# Wilderness First Aid on the River



## johnmbowen (Apr 24, 2007)

HI Folks
I'm organizing a leisurely Wilderness and Remote First Aid class on the Upper Colorado from June 4-8 where we'll run the scenarios on the river itself. This is the Am Red Cross version. There is a cost involved (insurance) and we'll share food, etc. If you are interested, email me at [email protected]


----------



## MountainMedic (Apr 24, 2010)

As a commercial endeavor, you will likely need permits for this.


----------



## johnmbowen (Apr 24, 2007)

*wrfa*

Yes, I'm running it on ours...except for the insurance, it is otherwise completely pro-bono, as I'm a big believer in the subject. Sounds like you have good creds and experience.

jb


----------



## MountainMedic (Apr 24, 2010)

Cool. Just didn't want you to have any unexpected hassles. Sounds fun, good luck with it!


----------



## johnmbowen (Apr 24, 2007)

Thanks


----------



## Kendi (May 15, 2009)

John- I also teach this course (for ARC). You covering the cost of cert fees as well? Providing books? Bringing all the moulange on the river? If so- man I gotta give you credit for being able to pull off a pro bono class. Impressive.

▶ _Job A_
Find each line in the records below that contains the word "with", and copy those lines.
▶ _Job B_
Carry on the forum thread about the wilderness first aid class on the river, picking up after its final post.

▶ _Material for this exercise_

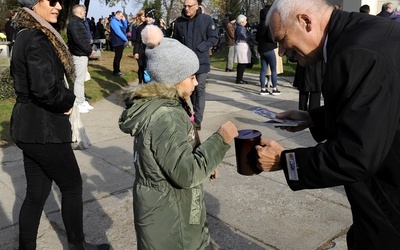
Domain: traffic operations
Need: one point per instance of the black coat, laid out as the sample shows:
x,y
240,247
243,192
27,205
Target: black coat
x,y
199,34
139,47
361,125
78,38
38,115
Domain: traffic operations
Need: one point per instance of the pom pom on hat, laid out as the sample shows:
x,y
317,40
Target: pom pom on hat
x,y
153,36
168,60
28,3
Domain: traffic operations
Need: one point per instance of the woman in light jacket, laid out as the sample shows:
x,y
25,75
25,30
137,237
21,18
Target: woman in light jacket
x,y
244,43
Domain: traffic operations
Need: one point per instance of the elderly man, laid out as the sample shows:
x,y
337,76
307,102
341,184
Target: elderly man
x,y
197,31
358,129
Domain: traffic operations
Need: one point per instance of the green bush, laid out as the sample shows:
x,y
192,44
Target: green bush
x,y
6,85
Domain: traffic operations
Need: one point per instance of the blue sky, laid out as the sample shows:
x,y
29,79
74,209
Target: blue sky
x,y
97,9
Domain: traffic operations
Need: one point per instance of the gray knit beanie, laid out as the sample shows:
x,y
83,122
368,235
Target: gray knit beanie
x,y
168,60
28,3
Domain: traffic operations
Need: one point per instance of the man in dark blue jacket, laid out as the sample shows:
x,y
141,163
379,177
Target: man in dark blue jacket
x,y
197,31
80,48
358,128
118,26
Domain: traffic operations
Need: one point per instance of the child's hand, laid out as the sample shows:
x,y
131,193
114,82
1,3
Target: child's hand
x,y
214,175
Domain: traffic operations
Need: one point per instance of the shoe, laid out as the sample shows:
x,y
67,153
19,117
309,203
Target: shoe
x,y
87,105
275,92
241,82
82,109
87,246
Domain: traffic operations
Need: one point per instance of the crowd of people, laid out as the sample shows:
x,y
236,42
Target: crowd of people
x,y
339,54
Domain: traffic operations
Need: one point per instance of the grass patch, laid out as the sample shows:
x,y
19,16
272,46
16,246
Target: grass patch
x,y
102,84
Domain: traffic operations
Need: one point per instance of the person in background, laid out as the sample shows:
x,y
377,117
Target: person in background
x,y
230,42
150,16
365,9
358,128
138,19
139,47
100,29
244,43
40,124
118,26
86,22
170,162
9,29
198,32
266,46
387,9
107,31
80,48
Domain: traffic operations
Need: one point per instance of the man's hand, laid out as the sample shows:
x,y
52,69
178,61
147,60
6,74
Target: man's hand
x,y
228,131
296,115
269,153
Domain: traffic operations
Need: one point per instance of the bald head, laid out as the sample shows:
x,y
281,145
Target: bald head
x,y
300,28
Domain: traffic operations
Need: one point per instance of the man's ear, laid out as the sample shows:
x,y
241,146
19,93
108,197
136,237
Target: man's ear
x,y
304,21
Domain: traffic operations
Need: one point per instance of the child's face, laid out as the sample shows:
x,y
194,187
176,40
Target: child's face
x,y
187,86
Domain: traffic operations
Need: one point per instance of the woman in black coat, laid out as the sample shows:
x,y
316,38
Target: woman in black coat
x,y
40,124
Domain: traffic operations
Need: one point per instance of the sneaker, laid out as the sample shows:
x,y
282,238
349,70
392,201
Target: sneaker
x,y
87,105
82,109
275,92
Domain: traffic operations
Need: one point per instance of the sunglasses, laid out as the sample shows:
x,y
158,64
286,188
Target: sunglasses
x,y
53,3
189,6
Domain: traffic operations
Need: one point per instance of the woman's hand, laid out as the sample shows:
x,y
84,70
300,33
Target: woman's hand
...
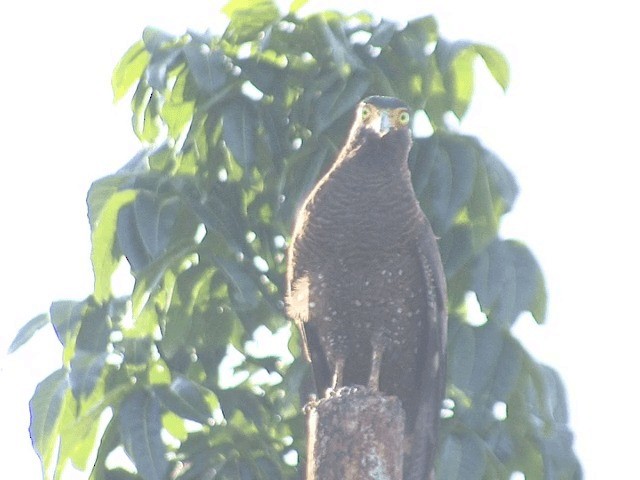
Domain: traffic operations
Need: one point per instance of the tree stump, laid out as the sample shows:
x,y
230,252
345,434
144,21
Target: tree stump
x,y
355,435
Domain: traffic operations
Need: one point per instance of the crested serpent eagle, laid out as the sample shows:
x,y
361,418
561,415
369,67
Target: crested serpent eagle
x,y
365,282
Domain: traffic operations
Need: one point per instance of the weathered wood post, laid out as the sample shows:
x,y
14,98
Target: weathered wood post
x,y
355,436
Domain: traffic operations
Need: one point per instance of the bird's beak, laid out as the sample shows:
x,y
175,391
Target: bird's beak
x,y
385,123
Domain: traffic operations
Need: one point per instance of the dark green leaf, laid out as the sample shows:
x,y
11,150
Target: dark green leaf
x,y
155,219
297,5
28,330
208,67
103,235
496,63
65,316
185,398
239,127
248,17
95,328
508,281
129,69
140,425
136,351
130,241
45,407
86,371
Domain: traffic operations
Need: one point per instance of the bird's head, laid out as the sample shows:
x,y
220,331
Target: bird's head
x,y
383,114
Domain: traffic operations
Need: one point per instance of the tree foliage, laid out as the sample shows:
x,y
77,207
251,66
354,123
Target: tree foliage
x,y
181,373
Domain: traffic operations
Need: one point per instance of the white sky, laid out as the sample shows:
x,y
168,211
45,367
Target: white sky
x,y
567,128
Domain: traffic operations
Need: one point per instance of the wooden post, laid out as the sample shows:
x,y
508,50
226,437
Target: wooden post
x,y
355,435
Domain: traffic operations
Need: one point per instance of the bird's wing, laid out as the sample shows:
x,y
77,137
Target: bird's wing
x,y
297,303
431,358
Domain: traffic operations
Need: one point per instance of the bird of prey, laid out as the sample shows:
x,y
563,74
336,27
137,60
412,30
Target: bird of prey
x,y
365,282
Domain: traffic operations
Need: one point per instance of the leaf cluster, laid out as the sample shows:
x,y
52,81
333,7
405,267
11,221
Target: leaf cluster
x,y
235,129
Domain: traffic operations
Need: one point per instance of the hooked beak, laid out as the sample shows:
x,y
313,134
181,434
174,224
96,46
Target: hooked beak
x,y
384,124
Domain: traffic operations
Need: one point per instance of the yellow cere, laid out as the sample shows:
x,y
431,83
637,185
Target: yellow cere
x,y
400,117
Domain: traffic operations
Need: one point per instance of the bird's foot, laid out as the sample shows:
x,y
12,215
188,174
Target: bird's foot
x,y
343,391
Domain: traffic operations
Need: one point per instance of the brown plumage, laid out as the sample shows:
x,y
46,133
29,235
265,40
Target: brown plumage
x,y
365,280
* * *
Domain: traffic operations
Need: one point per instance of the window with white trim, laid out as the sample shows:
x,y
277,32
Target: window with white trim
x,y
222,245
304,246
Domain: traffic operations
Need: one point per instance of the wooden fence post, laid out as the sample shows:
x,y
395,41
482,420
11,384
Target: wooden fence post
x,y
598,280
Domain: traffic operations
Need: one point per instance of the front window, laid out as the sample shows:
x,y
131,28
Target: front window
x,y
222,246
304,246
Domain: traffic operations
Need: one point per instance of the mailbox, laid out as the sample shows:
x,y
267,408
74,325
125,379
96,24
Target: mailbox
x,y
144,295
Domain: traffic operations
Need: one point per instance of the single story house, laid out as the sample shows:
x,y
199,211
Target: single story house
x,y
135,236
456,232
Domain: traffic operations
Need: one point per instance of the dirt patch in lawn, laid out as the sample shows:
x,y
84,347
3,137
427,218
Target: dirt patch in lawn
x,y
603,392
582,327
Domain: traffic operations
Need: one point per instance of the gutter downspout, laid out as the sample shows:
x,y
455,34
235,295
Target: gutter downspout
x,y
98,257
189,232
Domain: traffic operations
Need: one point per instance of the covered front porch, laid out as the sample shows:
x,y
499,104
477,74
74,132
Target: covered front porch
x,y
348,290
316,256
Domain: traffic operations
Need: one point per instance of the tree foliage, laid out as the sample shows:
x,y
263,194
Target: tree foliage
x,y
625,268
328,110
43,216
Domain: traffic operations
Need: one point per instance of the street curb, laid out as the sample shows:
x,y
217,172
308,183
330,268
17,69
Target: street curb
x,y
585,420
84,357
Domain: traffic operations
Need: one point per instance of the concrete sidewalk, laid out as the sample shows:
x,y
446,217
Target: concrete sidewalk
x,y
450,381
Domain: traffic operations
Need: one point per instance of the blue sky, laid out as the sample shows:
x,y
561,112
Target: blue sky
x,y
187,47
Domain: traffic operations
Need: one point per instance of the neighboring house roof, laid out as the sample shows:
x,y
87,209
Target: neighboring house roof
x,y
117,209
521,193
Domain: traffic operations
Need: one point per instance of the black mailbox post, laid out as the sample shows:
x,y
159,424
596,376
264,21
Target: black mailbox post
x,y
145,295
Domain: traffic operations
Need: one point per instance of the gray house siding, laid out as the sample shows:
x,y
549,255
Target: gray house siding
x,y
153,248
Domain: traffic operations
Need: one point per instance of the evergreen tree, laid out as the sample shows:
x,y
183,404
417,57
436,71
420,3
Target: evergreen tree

▶ _Final answer A_
Need: one point per instance of the window with white trim, laid out as the sample shows:
Target: window with white trim

▶ _Final answer B_
----------



## johnmbowen (Apr 24, 2007)

Hi Kendi
Yeah, I'll do the cert, and I'm thinking about the books (that are now pretty good compared to the old ones). I have a lot on powerpoint which will go to paper for the class...but well, I was on a group that got rescued once w/ injuries and if I get 10 folks, I'll run it. I haven't got moulage as of yet, so I have to use sharpies (not as good I know) but I may be able to get boy scouts (a.k.a. proven drama queens) as wailing victims. I've done this twice on the Salmon for a very large venture group (run out of WA!). Anyway, I thought I'd offer - but as you have read the returns...I'm preaching to the choir.


----------



## Kendi (May 15, 2009)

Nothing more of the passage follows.